Task statement: Please find each line in the data below that contains the word "wooden" and copy it out. Case counts.

Supplied records:
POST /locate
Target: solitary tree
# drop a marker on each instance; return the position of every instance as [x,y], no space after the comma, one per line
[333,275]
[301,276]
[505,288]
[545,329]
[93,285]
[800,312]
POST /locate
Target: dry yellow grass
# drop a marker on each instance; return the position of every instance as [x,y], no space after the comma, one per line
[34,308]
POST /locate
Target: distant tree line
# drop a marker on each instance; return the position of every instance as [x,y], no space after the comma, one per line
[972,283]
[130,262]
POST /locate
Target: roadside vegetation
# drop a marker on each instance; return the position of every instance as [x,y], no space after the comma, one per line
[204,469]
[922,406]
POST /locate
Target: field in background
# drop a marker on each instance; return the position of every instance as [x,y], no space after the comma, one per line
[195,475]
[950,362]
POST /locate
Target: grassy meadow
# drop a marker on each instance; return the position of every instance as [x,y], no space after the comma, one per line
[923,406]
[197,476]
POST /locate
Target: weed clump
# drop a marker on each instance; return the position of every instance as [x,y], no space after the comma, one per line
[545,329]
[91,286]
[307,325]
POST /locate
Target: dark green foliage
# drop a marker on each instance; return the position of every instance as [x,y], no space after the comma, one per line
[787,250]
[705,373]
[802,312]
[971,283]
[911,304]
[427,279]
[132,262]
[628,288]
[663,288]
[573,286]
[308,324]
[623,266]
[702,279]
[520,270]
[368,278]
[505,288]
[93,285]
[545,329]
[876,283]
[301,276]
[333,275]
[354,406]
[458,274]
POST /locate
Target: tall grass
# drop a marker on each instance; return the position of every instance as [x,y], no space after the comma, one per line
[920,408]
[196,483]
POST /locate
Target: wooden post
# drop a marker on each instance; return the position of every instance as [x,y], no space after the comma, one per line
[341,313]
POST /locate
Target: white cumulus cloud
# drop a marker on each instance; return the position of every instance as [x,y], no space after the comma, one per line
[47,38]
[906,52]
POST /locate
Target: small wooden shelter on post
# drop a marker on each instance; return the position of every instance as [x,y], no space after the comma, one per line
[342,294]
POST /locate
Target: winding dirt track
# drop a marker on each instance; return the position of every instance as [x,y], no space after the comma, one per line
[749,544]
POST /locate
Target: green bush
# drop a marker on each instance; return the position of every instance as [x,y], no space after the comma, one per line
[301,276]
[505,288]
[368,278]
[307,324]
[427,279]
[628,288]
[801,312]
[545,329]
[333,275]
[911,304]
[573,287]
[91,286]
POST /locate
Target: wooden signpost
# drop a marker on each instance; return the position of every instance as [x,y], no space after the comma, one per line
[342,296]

Answer in full:
Target: wooden post
Target: small wooden shelter on post
Target: wooden signpost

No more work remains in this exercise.